_YOUR OBJECTIVE_
In the passage on Commonwealth v. Fulton, please say which section of the Pennsylvania Constitution the court found the warrantless search violated.

_TEXT PASSAGE_
Com v. Fulton: Warrantless Cell Phone searches violate both Constitutions

In a relatively-unsurprising re-affirmation of recent SCOTUS caselaw, the Supreme Court of Pennsylvania ruled 6-0 in Commonwealth v. Fulton that a warrantless search of a cell phone is unconstitutional and must be suppressed. SCOPA also ruled that the search violates Article I, section 8 of the Pennsylvania Constitution, which places this ruling out of the reach of any changes in Federal search jurisprudence in the future.

The Philadelphia Police (who once arrested one of the world’s first serial killers), after arresting I. Dean Fulton on gun charges, kept his cell phone separate from the other evidence and, without obtaining a warrant, monitored incoming calls to the phone, and answered them. After meeting with Heather Warrington, who called the phone looking to buy heroin, homicide detectives were able to discover a wealth of physical evidence which, along with Warrington’s testimony, led to Fulton’s conviction for a recent murder.

Majority by Donohue: Riley v. California already decided this, and we agree

In a unanimous opinion, Justice Donohue rules for the 6-0 majority that SCOTUS’s decision in Riley v. California controls the search of any cell phone, and that the officer’s actions in this case violated that ruling. The Court further rules that such a search is clearly unreasonable, and should be seen as a violation of the Commonwealth’s Constitution as well. Rejecting the Superior Court’s ruling that the “specific intrusion complained of” in the search in this case was “minimal,” the Court noted that Riley established a per se rule against cell phone searches without a warrant.

_Labels for object points_

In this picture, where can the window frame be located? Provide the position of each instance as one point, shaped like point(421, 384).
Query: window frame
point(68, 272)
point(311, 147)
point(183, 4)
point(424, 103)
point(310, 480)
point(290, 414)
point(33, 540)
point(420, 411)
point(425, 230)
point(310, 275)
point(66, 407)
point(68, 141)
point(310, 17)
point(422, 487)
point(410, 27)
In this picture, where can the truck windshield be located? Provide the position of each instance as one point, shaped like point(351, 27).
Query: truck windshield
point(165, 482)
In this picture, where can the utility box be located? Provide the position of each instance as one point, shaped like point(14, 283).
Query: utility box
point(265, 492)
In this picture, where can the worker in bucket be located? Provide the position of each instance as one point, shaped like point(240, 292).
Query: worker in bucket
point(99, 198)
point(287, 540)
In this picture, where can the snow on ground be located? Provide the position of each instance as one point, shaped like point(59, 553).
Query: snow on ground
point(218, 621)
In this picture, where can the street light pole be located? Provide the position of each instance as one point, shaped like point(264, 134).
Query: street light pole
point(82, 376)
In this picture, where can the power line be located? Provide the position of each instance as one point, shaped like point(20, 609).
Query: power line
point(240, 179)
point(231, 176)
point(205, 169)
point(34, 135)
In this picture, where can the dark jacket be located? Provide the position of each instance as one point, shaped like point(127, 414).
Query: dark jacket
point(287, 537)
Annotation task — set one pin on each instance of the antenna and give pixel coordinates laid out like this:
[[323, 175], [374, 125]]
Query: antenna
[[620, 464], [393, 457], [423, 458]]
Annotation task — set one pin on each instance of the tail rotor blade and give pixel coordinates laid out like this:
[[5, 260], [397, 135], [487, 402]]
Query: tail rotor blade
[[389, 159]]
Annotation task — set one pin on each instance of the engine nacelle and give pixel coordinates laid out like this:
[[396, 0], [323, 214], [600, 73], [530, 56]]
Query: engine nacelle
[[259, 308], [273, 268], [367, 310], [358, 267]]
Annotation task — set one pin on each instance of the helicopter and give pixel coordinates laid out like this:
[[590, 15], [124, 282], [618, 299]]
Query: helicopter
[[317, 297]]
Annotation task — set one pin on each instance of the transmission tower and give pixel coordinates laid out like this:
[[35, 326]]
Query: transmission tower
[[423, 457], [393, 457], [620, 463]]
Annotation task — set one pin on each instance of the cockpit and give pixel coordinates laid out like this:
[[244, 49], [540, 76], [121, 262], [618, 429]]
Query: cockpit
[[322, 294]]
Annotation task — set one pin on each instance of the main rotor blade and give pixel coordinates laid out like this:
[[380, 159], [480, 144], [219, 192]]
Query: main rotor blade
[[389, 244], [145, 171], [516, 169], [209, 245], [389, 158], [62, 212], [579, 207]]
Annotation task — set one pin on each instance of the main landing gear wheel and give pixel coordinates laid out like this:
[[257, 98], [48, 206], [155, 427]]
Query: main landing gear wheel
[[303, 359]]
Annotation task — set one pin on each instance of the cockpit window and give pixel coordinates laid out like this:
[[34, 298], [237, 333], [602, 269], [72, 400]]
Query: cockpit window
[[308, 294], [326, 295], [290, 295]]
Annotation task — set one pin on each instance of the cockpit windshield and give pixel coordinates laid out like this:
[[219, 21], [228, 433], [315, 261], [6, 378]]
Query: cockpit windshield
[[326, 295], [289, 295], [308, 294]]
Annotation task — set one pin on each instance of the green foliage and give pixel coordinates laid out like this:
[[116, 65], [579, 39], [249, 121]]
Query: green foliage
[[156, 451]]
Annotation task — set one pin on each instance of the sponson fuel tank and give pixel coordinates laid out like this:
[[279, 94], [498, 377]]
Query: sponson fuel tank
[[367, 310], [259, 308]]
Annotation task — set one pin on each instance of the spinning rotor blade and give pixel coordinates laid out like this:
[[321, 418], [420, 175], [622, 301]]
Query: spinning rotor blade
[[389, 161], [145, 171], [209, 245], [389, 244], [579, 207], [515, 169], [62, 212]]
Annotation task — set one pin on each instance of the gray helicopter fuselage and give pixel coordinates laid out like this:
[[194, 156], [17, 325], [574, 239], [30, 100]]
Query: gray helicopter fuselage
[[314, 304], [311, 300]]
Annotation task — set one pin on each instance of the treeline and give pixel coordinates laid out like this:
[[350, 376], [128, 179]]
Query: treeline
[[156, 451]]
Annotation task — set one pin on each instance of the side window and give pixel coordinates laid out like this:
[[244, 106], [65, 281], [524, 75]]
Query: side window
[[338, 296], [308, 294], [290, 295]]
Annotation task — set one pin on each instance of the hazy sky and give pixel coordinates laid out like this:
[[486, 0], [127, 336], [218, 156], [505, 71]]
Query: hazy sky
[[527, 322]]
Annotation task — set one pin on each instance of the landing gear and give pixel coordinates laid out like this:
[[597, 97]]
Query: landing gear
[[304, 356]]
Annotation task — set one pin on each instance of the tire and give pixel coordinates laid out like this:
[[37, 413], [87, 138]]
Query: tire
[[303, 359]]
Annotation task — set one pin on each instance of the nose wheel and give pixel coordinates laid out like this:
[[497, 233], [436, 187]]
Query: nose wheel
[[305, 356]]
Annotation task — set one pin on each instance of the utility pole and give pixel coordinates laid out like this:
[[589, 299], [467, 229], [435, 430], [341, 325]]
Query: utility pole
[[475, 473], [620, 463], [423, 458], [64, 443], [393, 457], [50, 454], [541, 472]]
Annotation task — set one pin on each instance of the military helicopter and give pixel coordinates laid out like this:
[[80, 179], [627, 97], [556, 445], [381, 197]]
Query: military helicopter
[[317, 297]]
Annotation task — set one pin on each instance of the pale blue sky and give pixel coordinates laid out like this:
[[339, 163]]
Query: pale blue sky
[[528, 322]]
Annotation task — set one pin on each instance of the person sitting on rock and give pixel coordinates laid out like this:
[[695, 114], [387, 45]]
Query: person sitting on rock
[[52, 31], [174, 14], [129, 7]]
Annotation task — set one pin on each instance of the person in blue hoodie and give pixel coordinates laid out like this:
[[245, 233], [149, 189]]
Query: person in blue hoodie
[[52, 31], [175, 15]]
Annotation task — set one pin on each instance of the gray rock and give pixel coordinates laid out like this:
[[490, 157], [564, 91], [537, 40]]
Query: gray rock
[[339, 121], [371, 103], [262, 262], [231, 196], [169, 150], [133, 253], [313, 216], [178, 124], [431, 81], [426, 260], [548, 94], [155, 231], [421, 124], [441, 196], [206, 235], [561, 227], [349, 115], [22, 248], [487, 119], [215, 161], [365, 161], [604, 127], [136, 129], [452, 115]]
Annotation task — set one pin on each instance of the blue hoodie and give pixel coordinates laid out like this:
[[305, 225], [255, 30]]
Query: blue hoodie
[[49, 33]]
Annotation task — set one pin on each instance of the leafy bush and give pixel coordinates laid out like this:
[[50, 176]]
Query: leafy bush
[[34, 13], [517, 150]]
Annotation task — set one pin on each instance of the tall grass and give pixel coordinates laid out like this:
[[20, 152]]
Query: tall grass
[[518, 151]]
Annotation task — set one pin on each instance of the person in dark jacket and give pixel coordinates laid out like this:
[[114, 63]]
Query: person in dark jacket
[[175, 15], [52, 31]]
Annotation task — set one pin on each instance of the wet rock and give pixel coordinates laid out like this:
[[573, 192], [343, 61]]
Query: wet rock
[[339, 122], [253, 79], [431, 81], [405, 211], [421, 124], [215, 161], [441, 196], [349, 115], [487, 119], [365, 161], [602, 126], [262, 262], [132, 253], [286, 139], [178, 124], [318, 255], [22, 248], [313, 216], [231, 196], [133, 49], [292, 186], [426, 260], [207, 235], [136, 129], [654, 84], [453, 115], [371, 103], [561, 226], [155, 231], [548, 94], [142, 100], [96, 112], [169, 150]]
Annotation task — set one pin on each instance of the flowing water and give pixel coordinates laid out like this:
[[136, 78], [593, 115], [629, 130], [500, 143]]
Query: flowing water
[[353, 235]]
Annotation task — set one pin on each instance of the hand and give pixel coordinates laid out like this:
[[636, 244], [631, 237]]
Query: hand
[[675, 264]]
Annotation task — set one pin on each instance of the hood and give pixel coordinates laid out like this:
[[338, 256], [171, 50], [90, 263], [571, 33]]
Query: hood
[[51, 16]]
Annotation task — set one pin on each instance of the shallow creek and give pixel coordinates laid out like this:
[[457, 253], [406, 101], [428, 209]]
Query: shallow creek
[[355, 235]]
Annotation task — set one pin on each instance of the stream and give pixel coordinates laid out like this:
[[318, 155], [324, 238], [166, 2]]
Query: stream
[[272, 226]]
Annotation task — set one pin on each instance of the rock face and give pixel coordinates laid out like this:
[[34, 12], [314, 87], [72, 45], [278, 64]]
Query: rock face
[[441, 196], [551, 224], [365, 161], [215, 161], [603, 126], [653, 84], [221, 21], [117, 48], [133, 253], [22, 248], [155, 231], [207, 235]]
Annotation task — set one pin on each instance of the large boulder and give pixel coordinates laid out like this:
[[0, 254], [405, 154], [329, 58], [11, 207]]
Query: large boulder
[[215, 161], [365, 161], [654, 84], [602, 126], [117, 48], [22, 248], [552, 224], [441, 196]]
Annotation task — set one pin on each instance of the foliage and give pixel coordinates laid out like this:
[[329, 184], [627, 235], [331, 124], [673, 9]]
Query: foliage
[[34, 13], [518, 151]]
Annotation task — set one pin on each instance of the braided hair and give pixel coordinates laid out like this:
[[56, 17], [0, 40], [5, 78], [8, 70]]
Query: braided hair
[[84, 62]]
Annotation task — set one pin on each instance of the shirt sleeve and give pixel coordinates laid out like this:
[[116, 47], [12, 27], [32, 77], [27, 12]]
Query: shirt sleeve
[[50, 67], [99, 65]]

_SOLUTION FOR THIS TASK_
Article I, section 8